WHAT TO DO: Carry the email below about putting /home on a parallel filesystem further, picking up after its last line.

::: TEXT EXCERPT :::

[Beowulf] Putting /home on Lusture of GPFS

Prentice Bisbal prentice.bisbal at rutgers.edu
Wed Dec 24 07:54:12 PST 2014


Everyone,

Thanks for the feedback you've provided to my query below. I'm glad I'm 
not the only one who thought of this, and a lot of you raised very good 
points I haven't thought about. While I've been following parallel 
filesystems for years, I have very little experience actually managing 
them up to this point. (My BG/P came with GPFS filesystem for /scratch, 
but everything was already setup before I got here, so I've only had to 
deal with it when something breaks).

You've all convinced me that this may not be an ideal solution 
arrangement, but if I go this route, GPFS might be a better fit for this 
than Lustre (mainly because Chris Samuels has proven it *is* possible 
with GPFS, and GPFS has snapshotting).

Joe Landman, as always, has provided a wealth of information, and the 
rest of you have pointed out other potential pitfalls. with this approach.

Thanks again for the feedback, and please keep the conversation going.

::: EXTRACTED ENTRIES :::

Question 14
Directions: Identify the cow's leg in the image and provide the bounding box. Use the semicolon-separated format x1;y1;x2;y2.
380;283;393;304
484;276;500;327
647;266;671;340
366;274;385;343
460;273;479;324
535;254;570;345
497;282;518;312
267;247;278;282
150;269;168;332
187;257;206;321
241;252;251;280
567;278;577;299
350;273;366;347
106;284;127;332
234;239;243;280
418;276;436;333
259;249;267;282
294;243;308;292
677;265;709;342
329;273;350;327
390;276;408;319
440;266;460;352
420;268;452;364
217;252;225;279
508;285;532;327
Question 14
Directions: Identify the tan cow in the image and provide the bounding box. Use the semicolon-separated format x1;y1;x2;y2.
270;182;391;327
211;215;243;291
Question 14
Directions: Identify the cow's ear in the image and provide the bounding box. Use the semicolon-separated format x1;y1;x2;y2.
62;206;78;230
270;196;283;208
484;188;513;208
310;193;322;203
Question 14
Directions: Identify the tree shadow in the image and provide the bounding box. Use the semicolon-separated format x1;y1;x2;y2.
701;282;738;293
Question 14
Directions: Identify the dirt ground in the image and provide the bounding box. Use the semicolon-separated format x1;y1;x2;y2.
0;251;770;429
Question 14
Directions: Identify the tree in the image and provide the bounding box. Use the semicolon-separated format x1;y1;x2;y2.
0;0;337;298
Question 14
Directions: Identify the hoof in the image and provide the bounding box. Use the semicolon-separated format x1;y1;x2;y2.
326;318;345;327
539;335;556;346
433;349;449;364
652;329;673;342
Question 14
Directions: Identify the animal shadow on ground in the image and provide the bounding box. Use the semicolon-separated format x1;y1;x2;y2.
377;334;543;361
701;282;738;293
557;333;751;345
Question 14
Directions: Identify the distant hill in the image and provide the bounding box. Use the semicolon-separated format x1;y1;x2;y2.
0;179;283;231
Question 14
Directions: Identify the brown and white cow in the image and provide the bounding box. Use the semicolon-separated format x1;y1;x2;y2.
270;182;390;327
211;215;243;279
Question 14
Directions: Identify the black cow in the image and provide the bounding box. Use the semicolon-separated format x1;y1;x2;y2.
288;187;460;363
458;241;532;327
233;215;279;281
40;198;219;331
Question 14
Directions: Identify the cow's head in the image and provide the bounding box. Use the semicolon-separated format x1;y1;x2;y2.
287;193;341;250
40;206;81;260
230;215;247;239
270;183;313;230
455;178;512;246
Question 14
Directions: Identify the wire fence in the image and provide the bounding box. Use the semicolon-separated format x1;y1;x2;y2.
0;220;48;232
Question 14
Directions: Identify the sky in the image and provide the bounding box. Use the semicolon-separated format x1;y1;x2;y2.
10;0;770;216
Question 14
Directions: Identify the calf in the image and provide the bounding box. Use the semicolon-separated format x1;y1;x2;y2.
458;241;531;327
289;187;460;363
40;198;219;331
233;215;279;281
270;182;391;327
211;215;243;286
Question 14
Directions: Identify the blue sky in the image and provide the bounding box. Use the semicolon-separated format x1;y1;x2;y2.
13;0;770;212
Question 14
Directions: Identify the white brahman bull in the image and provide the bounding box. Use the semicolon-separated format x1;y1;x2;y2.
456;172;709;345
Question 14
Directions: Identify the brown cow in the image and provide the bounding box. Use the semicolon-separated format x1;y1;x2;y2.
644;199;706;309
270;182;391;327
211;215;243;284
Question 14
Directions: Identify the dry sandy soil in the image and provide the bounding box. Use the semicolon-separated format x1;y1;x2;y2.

:::

RESULT:
Prentice

On 12/23/2014 12:12 PM, Prentice Bisbal wrote:
> Beowulfers,
>
> I have limited experience managing parallel filesytems like GPFS or 
> Lustre. I was discussing putting /home and /usr/local for my cluster 
> on a GPFS or Lustre filesystem, in addition to using it just for 
> /scratch. I've never done this before, but it doesn't seem like all 
> that bad an idea. My logic for this is the following:
>
> 1. Users often try to run programs from in /home, which leads to 
> errors, no matter how many times I tell them not to do that. This 
> would make the system more user-friendly. I could use quotas/policies 
> to encourage them to use 'steer' them to use other filesystems if needed.
>
> 2. Having one storage system to manage is much better than 3.
>
> 3. Profit?
>
> Anyway, another person in the conversation felt that this would be 
> bad, because if someone was running a job that would hammer the 
> fileystem, it would make the filesystem unresponsive, and keep other 
> people from logging in and doing work. I'm not buying this concern for 
> the following reasons:
>
> If a job can hammer your parallel filesystem so that the login nodes 
> become unresponsive, you've got bigger problems, because that means 
> other jobs can't run on the cluster, and the job hitting the 
> filesystem hard has probably slowed down to a crawl, too.
>
> I know there are some concerns  with the stability of parallel 
> filesystems, so if someone wants to comment on the dangers of that, 
> too, I'm all ears. I think that the relative instability of parallel 
> filesystems compared to NFS would be the biggest concern, not 
> performance.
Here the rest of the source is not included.